--- begin DOCUMENT EXCERPT ---

Best for Everyday Tea


STEP 1: Boil cold water.

Twinings says, “Always use freshly drawn (filtered if possible) cold water in the kettle. Tea loves oxygen as it helps the flavor develop. Good tea depends on the water you use to make it.”

Use an electric tea kettle with a temperature setting if possible. Just under the boiling point is perfect at 206°F.

STEP 2: Warm up the teapot.

Pour freshly boiled water into a teapot and swish it around. Then discard the water.

Warming up the teapot allows the tea to unfurl, relax, and deliver the maximum flavor. It also helps to keep the tea warm without dropping the temperature.

STEP 3: Put the tea into a teapot and add hot water.

Twinings’ top tip is to “never pour boiling water over a tea bag or loose tea.” They say “this is because the boiling water will burn the tea, it scalds it and therefore, the tea doesn’t release all of its maximum flavors.”

STEP 4: Cover teapot and steep for 3-5 minutes.

Black tea is best steeped between 3 and 5 minutes. I like to steep Earl Grey for 4 minutes.

--- end DOCUMENT EXCERPT ---

**TASKS FOR THIS EXERCISE**.
[a] In the tea-brewing guide, swap "Earl Grey" for "Darjeeling" and write out the passage from "Twinings’ top tip" to "for 4 minutes.".
[b] Carry on the tea-brewing guide from its last sentence.
The listing that comes next is separate material and has no connection to the tea-brewing guide.

--- begin COLLECTED DATA ---

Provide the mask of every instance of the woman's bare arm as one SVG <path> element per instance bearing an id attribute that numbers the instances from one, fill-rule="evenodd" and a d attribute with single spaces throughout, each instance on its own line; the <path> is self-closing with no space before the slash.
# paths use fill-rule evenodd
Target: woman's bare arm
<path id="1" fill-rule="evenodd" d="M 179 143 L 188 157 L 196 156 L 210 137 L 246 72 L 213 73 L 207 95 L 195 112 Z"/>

--- end COLLECTED DATA ---

**OUTPUTS IN ORDER**.
[a]
Twinings’ top tip is to “never pour boiling water over a tea bag or loose tea.” They say “this is because the boiling water will burn the tea, it scalds it and therefore, the tea doesn’t release all of its maximum flavors.”

STEP 4: Cover teapot and steep for 3-5 minutes.

Black tea is best steeped between 3 and 5 minutes. I like to steep Darjeeling for 4 minutes.

[b]
If you like a stronger cup of Earl Grey, brew more tea instead of steeping longer. Longer brewing can make your tea bitter.

STEP 5: Strain tea leaves and pour the tea into a teacup.

Pour strained tea into a teacup and then if desired, add milk, sugar, or lemon. 

Blue and white teacup with tea.


Lady Grey
Lady Grey is scented with bergamot oil and mixed with orange and citrus peel. It’s a lighter, less strong tea.

Red Earl Grey
An Earl Grey variation using caffeine-free rooibos tea with bergamot oil.

Russian Earl Grey
Earl Grey with citrus peel mixed in. 

Earl Grey Green
A bergamot-flavored green tea. 


Loose tea will result in a better quality cup of tea than tea bags.

For a stronger cup of tea, add a 1/2 teaspoon more tea rather than steeping longer. Overstepping can make tea bitter.

How to Properly Store Tea

Use an airtight container or tea caddy to store both loose leaf tea and tea bags. This will help keep your tea dry and fresh.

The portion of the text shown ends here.